Texte à lire →
======

Le trafic d'armes, et notamment des armes légères, est probablement l'un des facteurs les plus dévastateurs au monde pour le respect de la vie et de la dignité des populations civiles. Or, pour Amnesty International, l'une des causes de ce trafic, majoritairement issu du détournement ou contournement des normes légales, c'est la faiblesse du droit international. La solution est onc dans un renforcement de la législation, dans la mise en oeuvre d'un droit plus précis, aux contrôles renforcés et dont la violation implique sanction. C'est ce qui légitimait la campagne "Control Arms" (qui se poursuit aujourd'hui, en cours de rédaction du traité : le site se trouve ici http://fra.controlarms.org/pages/index-fra), qui militait pour l'adoption d'un Traité International sur les Transferts d'Armements.

Aux yeux d'Amnesty International, la réponse à apporter au problème de la violence sociale suscitée par le commerce illégal des armes n'était donc certainement pas une réponse... libertaire ! Ici, c'est le renforcement du droit, y compris dans ses contrôles et ses dispositifs de répression, qui semble à même de réduire l'espace des échanges échappant aux normes juridiques, et par conséquent les formes de violence sociale que cet espace génère.

Bien. Peut-on appliquer une analyse du même ordre à cet autre espace, tout aussi illégal, et également générateur de violence, qu'est celui de la consommation des stupéfiants ? Après Amnesty International, nous nous sommes appuyés sur une autre organisation de défense des droits humains : "Médecins du Monde", dont la position sur le sujet est particulièrement claire : il faut dépénaliser l'usage de toutes les drogues...

Au départ, cette proposition peut surprendre : comme son nom l'indique, "Médecins du Monde" est une organisation de médecins, et les médecins sont rarement des apôtres du salut par la consommation de stupéfiants. Et, de fait, Médecins du Monde affirme explicitement que les stupéfiants (légaux ou non) constituent une menace majeure pour la santé des individus, un pur désastre médical. Alors ?...

======

Données sources →
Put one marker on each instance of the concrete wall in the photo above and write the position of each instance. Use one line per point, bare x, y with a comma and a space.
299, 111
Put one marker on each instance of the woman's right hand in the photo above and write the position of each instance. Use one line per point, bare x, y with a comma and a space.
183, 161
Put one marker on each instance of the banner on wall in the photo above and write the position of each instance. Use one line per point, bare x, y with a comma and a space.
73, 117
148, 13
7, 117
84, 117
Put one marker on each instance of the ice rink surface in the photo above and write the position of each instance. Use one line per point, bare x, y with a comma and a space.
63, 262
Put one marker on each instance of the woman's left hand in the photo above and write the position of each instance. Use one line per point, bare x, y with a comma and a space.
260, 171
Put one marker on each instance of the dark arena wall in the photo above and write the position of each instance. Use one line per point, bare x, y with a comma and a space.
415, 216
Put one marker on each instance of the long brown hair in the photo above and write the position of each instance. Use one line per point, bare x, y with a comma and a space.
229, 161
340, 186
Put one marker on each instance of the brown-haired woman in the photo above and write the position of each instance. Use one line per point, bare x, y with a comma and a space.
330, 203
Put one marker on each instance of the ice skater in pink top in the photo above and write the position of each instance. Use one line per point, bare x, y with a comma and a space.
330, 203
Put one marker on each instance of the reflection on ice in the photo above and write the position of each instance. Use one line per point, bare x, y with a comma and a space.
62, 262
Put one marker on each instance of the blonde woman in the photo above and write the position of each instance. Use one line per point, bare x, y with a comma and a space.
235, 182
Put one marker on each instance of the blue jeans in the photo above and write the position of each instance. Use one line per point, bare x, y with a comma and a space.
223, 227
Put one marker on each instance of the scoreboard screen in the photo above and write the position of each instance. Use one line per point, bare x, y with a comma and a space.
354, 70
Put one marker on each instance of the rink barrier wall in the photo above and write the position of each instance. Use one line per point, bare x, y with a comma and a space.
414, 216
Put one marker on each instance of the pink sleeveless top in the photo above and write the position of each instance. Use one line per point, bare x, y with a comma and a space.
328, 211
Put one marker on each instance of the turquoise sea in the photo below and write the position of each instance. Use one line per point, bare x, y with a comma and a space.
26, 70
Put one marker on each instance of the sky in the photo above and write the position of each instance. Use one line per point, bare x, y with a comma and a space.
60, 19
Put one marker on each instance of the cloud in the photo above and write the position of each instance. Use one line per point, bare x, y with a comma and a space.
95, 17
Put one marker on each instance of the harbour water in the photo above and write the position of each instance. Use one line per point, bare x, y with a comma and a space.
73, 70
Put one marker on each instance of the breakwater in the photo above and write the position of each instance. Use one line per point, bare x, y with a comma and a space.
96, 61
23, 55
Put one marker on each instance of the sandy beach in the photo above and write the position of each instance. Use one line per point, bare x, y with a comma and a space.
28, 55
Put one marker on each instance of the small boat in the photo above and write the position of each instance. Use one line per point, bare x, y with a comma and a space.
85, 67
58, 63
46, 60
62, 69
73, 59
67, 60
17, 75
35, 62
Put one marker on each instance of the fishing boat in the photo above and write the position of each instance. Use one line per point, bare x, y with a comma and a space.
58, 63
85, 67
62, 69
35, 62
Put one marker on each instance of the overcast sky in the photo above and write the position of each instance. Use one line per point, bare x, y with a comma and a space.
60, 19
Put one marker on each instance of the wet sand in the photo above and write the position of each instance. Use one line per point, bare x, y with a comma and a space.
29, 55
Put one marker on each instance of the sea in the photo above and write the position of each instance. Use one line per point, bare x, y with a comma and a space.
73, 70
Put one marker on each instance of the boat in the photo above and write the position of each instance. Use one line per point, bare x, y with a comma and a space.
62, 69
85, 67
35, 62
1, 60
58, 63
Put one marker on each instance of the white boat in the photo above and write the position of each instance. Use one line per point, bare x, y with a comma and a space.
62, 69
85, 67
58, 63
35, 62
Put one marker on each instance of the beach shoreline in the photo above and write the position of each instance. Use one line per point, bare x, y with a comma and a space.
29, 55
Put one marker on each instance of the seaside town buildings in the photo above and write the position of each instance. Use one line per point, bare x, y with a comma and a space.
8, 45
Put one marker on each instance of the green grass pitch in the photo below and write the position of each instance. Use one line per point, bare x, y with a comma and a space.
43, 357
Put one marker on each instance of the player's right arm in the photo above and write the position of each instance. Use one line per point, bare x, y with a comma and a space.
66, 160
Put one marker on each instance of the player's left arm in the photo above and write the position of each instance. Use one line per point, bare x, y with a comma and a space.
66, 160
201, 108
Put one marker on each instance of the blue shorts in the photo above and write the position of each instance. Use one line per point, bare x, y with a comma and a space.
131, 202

======

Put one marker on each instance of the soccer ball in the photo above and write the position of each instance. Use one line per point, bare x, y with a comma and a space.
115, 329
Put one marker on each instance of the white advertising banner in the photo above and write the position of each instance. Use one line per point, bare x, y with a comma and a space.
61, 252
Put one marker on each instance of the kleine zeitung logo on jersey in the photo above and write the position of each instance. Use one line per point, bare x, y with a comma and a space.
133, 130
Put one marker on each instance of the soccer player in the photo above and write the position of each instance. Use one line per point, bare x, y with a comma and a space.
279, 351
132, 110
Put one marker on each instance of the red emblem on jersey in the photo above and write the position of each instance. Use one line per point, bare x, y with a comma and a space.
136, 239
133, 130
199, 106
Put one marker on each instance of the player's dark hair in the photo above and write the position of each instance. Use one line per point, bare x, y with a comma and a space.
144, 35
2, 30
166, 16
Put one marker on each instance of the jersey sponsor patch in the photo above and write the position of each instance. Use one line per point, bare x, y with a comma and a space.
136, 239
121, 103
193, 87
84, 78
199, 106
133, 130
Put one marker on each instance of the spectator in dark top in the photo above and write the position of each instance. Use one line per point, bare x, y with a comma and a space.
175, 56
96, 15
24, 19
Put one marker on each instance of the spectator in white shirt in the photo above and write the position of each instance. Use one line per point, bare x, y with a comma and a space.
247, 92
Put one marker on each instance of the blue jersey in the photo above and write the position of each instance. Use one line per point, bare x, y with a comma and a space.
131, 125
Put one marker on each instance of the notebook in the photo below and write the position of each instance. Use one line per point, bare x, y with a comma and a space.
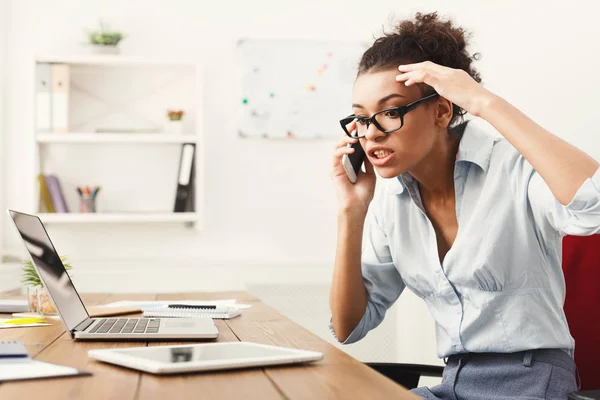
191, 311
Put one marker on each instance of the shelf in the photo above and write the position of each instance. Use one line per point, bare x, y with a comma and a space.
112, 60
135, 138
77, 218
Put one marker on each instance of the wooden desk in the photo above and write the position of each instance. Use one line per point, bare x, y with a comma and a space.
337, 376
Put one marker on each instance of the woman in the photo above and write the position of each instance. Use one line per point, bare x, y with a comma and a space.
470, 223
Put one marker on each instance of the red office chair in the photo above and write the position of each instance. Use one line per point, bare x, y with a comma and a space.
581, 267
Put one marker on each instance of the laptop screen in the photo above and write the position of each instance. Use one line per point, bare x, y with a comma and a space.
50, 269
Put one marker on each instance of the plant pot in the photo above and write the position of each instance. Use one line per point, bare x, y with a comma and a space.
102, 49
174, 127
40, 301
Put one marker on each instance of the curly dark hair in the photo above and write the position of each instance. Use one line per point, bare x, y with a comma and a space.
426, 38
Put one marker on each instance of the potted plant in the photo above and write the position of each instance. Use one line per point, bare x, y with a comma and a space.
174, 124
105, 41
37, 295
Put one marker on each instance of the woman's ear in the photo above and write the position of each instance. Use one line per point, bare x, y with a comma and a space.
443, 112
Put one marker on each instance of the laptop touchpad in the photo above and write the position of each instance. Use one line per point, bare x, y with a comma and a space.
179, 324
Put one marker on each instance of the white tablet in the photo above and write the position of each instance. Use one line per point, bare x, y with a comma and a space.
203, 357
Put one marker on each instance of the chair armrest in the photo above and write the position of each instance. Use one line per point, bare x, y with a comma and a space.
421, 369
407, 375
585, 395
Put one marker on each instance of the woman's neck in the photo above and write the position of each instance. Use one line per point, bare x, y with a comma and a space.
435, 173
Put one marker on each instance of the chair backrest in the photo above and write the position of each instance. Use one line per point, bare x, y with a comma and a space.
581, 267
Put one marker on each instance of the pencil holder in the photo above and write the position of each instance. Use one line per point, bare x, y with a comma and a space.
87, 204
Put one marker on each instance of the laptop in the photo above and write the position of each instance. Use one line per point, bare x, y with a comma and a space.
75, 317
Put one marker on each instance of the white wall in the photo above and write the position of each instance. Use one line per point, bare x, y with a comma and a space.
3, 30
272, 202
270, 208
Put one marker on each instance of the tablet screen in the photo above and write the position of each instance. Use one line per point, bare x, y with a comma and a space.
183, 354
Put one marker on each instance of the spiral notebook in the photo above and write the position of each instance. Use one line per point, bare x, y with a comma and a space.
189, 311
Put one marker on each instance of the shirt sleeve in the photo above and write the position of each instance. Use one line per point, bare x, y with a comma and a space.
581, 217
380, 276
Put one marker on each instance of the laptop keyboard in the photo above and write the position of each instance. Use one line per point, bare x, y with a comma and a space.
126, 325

======

Liste des tâches →
#1 Répondez aux questions suivantes d'après le texte à lire.
(a) Selon Amnesty International, quelle est l'une des causes du trafic d'armes ?
(b) Quel traité la campagne "Control Arms" demandait-elle d'adopter ?
(c) Selon Médecins du Monde, que faut-il faire de l'usage de toutes les drogues ?
#2 Reproduisez à l'identique le passage du texte à lire qui s'ouvre sur les mots « Bien. Peut-on appliquer » et se clôt sur les mots « toutes les drogues... ».

Réponses attendues →
#1
(a) La faiblesse du droit international.
(b) Un Traité International sur les Transferts d'Armements.
(c) Il faut le dépénaliser.

#2
Bien. Peut-on appliquer une analyse du même ordre à cet autre espace, tout aussi illégal, et également générateur de violence, qu'est celui de la consommation des stupéfiants ? Après Amnesty International, nous nous sommes appuyés sur une autre organisation de défense des droits humains : "Médecins du Monde", dont la position sur le sujet est particulièrement claire : il faut dépénaliser l'usage de toutes les drogues...